-- begin --

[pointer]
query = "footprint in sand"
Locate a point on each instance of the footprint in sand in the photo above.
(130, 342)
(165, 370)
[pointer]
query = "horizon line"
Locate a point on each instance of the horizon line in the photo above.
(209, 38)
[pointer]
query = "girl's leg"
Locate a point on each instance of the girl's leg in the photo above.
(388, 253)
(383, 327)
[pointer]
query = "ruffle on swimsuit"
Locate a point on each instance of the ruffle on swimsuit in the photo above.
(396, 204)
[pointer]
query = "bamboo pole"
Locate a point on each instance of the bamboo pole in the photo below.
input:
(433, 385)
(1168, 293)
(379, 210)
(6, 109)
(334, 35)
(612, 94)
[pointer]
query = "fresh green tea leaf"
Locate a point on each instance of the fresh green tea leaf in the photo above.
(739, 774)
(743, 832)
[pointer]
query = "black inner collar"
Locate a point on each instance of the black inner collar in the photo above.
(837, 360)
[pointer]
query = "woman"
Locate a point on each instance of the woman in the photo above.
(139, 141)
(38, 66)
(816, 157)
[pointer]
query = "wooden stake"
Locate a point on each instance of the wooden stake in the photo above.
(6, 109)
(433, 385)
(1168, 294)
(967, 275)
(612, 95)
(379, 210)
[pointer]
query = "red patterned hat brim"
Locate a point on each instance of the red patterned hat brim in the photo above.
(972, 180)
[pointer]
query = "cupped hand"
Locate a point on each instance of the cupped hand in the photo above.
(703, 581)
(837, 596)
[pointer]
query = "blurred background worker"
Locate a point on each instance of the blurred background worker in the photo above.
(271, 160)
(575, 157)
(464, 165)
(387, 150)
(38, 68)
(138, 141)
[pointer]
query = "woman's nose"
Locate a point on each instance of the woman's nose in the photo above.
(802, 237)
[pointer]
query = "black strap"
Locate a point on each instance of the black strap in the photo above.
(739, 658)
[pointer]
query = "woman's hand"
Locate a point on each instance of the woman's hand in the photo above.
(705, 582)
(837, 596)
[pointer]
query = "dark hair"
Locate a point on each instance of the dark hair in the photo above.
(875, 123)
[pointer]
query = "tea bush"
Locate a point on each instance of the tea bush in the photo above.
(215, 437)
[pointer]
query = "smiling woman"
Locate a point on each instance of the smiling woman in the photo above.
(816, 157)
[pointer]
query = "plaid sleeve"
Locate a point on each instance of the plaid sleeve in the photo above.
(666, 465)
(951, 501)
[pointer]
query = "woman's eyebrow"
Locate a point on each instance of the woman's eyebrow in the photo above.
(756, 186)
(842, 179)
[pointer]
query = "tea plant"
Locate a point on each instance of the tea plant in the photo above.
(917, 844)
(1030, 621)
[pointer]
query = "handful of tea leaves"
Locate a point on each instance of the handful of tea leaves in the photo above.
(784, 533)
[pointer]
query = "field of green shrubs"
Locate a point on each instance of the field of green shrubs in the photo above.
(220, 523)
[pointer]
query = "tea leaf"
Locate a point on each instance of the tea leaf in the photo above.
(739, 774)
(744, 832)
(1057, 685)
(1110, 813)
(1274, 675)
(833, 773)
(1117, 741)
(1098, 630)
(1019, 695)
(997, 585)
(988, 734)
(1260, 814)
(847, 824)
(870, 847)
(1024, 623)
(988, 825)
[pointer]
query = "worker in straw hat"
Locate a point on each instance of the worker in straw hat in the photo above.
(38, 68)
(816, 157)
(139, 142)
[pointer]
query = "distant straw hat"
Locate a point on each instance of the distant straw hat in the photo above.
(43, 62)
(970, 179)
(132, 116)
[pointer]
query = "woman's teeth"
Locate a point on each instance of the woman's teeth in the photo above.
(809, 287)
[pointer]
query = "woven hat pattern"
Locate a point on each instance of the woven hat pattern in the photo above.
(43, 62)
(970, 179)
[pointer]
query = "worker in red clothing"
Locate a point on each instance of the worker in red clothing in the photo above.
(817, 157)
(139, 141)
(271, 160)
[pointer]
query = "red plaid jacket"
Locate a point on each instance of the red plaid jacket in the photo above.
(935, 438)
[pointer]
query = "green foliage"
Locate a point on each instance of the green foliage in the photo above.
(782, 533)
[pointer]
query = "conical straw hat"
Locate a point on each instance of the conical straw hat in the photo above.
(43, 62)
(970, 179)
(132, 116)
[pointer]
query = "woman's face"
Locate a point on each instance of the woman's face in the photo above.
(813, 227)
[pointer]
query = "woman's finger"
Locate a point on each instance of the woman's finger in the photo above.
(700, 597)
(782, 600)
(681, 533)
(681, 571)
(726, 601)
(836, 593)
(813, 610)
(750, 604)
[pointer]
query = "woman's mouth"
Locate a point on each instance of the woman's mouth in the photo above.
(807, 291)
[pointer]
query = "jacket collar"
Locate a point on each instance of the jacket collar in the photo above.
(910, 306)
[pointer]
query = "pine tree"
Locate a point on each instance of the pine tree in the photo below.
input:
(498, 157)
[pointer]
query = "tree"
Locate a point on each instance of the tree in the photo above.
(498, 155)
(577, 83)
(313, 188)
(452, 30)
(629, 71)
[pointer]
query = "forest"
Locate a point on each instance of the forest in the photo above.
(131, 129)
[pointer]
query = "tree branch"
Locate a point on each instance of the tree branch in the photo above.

-- end --

### Set exercise
Count how many lines of the records above contain the string "eyebrow", and reply with that number alone.

### Final answer
2